[EXERCISE]
Rewrite all of the listing below, substituting "biggest disc" for every "largest disc" and changing nothing else. Leave the pictures out of your answer.

################

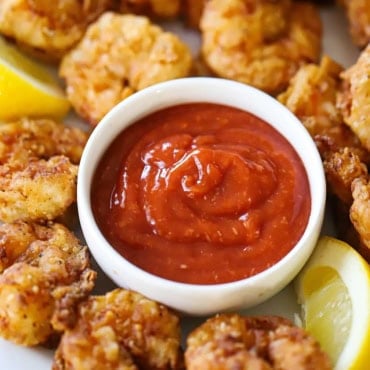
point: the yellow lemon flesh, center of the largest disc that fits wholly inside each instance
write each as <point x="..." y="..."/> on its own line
<point x="334" y="291"/>
<point x="27" y="88"/>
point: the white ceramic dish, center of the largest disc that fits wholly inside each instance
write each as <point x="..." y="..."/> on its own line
<point x="190" y="298"/>
<point x="337" y="44"/>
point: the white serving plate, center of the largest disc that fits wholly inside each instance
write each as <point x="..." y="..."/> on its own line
<point x="338" y="45"/>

################

[ANSWER TO THE TASK]
point: the yellow lemon flesh, center of the biggest disc that fits wholly inside each instance
write each as <point x="..." y="..."/> on its own line
<point x="334" y="291"/>
<point x="27" y="88"/>
point: the white ceramic dish, center of the biggest disc that fits wholly inside each instance
write each as <point x="..." y="..."/> on its own line
<point x="190" y="298"/>
<point x="337" y="44"/>
point: the white serving plate, center of the biggest disc that fits wholly inside each instance
write each as <point x="..." y="..."/> on its own line
<point x="338" y="45"/>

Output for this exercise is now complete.